Given problem 1:
Reproduce the article on the 1952 Auburn Tigers football team, everything from "American college football" down to "in the SEC).".
Given problem 2:
According to the article on the 1952 Auburn Tigers football team, in which city was Legion Field, one of the team's home stadiums?

Supplied passage:

^^^^^^^^^^^^^^^^

- Conference: Southeastern Conference
- Record: 2–8 (0–7 SEC)
- Head coach: Ralph Jordan (2nd season);
- Home stadium: Cliff Hare Stadium Legion Field Ladd Memorial Stadium

= 1952 Auburn Tigers football team =

American college football season

The 1952 Auburn Tigers football team represented Auburn University in the 1952 college football season. It was the Tigers' 61st overall and 20th season as a member of the Southeastern Conference (SEC). The team was led by head coach Ralph "Shug" Jordan, in his second year, and played their home games at Cliff Hare Stadium in Auburn, Legion Field in Birmingham and Ladd Memorial Stadium in Mobile, Alabama. They finished with a record of two wins and eight losses (2–8 overall, 0–7 in the SEC).

^^^^^^^^^^^^^^^^

Supplied information:
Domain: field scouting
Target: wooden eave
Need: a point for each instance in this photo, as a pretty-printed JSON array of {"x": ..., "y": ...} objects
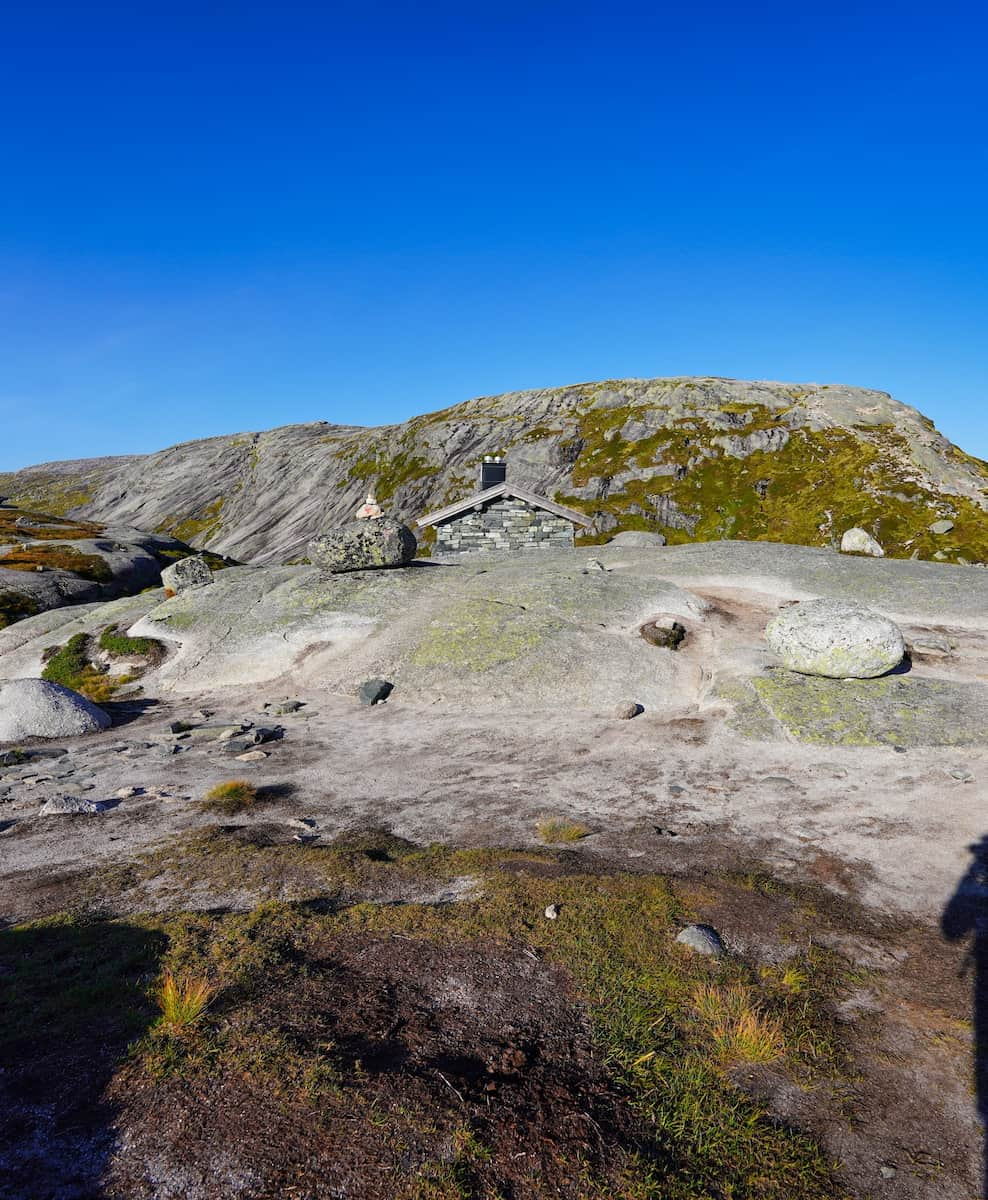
[{"x": 509, "y": 491}]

^^^^^^^^^^^^^^^^

Correct answer 1:
American college football season

The 1952 Auburn Tigers football team represented Auburn University in the 1952 college football season. It was the Tigers' 61st overall and 20th season as a member of the Southeastern Conference (SEC). The team was led by head coach Ralph "Shug" Jordan, in his second year, and played their home games at Cliff Hare Stadium in Auburn, Legion Field in Birmingham and Ladd Memorial Stadium in Mobile, Alabama. They finished with a record of two wins and eight losses (2–8 overall, 0–7 in the SEC).

Correct answer 2:
Birmingham